● DATA PROVIDED

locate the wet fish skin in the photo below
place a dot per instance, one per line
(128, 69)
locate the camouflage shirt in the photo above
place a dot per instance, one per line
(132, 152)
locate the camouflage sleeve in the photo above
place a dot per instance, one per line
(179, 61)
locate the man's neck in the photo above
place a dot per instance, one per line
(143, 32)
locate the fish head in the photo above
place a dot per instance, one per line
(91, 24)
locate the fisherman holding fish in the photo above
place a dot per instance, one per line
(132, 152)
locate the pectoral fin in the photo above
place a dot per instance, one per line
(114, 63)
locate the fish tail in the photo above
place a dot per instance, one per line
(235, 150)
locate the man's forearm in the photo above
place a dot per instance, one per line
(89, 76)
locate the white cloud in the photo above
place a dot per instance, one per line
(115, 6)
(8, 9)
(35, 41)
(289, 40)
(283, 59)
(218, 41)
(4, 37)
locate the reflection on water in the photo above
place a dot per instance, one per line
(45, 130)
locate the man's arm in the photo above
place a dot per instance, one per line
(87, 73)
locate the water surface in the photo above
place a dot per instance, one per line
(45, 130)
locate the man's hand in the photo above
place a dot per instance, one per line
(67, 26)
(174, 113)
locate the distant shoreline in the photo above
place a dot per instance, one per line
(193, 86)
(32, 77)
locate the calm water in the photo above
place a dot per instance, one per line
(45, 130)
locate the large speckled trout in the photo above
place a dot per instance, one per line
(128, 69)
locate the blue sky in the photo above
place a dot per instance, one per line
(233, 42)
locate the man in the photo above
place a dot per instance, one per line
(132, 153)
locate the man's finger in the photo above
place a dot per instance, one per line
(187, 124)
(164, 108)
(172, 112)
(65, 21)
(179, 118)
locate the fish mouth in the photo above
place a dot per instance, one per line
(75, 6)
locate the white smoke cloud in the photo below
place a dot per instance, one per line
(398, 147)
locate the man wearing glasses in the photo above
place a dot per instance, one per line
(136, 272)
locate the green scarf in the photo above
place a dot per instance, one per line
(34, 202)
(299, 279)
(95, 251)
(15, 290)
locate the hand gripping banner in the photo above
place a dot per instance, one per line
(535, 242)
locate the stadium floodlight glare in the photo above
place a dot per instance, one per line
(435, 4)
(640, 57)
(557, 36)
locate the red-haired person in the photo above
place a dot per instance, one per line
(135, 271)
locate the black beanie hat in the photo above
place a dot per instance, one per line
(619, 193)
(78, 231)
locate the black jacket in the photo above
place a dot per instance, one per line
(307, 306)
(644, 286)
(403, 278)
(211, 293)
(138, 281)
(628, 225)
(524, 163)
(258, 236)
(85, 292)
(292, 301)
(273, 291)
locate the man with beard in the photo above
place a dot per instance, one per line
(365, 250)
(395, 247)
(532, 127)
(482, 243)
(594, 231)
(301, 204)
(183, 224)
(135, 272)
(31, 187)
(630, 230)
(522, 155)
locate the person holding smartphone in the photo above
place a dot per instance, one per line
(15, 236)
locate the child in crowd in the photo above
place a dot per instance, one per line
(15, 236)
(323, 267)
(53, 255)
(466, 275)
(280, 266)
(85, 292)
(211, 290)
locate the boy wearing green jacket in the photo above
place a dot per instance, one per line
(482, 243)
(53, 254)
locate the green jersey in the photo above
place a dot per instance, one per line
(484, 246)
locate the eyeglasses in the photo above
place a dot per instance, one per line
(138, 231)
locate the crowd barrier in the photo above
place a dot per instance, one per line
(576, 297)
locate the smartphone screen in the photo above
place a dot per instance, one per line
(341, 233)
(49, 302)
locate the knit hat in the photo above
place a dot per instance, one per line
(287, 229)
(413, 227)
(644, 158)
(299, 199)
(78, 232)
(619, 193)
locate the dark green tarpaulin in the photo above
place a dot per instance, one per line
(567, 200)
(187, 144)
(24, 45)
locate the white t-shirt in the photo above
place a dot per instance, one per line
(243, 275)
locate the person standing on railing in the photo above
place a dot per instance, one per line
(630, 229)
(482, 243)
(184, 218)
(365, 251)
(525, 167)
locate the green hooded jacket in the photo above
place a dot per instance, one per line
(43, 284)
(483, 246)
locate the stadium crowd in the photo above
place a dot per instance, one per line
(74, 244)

● WRITTEN PROBLEM
All of the material above needs to be retyped word for word.

● RESPONSE TO THIS EXERCISE
locate the wet fish skin in the photo below
place a dot per instance, one per line
(128, 69)
locate the camouflage shirt in the photo above
place a dot per instance, one per line
(132, 152)
locate the camouflage sleeve in the photo above
place a dot per instance, one per line
(179, 61)
locate the man's neck in the photo above
place a dot per instance, one per line
(143, 32)
locate the fish head in the photo above
place a dot per instance, one per line
(91, 24)
locate the fisherman holding fish in the photo above
place a dot per instance, one per line
(132, 152)
locate the pectoral fin in the photo above
place a dot per instance, one per line
(114, 63)
locate the fish tail in the photo above
place a dot per instance, one per line
(235, 150)
locate the man's forearm in the photo above
place a dot per instance, one per line
(89, 76)
locate the white cloud in the photo above
place a dot per instance, one per line
(115, 6)
(8, 9)
(35, 41)
(289, 40)
(283, 59)
(218, 41)
(4, 37)
locate the reflection on water in the photo above
place a dot per instance, one per line
(45, 130)
locate the man's arm in the photo above
place a dot per instance, one per line
(87, 73)
locate the water surface in the photo above
place a dot per instance, one per line
(45, 130)
locate the man's hand in the photo above
place a dot per instance, one per line
(67, 26)
(174, 113)
locate the distant shoreline in the photo above
place a dot per instance, one per line
(193, 86)
(32, 77)
locate the calm water in the photo above
place a dot per instance, one per line
(45, 130)
locate the large speckled trout in the photo above
place a dot per instance, one per line
(128, 69)
locate the blue sky in the photo above
place a dot per instance, one per line
(233, 42)
locate the man in the photo above
place a dot per instance, one per line
(132, 153)
locate the man's finger in the photo above
place a dot per instance, one per line
(187, 124)
(164, 108)
(172, 112)
(65, 21)
(179, 118)
locate the fish mouth in the photo above
place a dot per instance, one per line
(75, 6)
locate the white smoke cloud in the photo below
place a dot per instance, one per line
(398, 147)
locate the man wearing glasses in the photo above
place a dot per instance, one per line
(136, 272)
locate the green scarf in the photo above
place a dot per instance, one per line
(34, 202)
(299, 279)
(95, 251)
(15, 290)
locate the hand gripping banner in the photo above
place a dot per instance, one per line
(535, 242)
locate the stadium floodlight glare in the photo above
place a dot per instance, one per line
(435, 4)
(640, 57)
(557, 36)
locate the red-haired person in the photo above
place a dot per instance, one per line
(135, 271)
locate the black beanie hat in the photo above
place a dot per instance, one per line
(619, 193)
(78, 231)
locate the black jacket in the photo above
place a dot per instance, one per line
(307, 306)
(644, 286)
(403, 278)
(211, 293)
(138, 281)
(628, 225)
(524, 163)
(258, 236)
(85, 292)
(292, 301)
(273, 291)
locate the man with beard in the photo above
place a dot per instance, one per line
(365, 250)
(395, 247)
(532, 127)
(482, 243)
(594, 231)
(301, 204)
(183, 224)
(135, 272)
(31, 187)
(630, 230)
(522, 155)
locate the person holding smartphone in the photo above
place a dot per instance, one per line
(15, 236)
locate the child in crowd in the photo above
place a dot per instance, one per line
(15, 236)
(323, 267)
(53, 255)
(466, 275)
(280, 266)
(85, 292)
(211, 290)
locate the boy wearing green jacket in the photo above
place a dot per instance, one per line
(482, 243)
(53, 254)
locate the green jersey in the photo above
place a dot per instance, one per line
(484, 246)
locate the eyeglasses in the photo above
place a dot per instance, one per line
(138, 231)
locate the crowd barrier in the photo above
place a dot per instance, one per line
(576, 297)
locate the smartphone screen in the photo above
place a dot per instance, one per line
(341, 233)
(49, 302)
locate the knit hat in the photo above
place a dot per instance, one per line
(287, 229)
(413, 227)
(644, 158)
(299, 199)
(78, 232)
(619, 193)
locate the dark green tarpaulin in the photo above
place a dot per instance, one per line
(567, 200)
(187, 144)
(24, 45)
locate the white t-shirt in the photo above
place a dot per instance, one per line
(243, 275)
locate the person standing on railing in the photo above
place a dot per instance, one per line
(630, 229)
(482, 243)
(184, 218)
(365, 251)
(525, 167)
locate the green hooded jacket in the photo above
place a dot per instance, one per line
(43, 284)
(483, 246)
locate the stadium crowd in the photo above
place a dot per instance, one per line
(74, 244)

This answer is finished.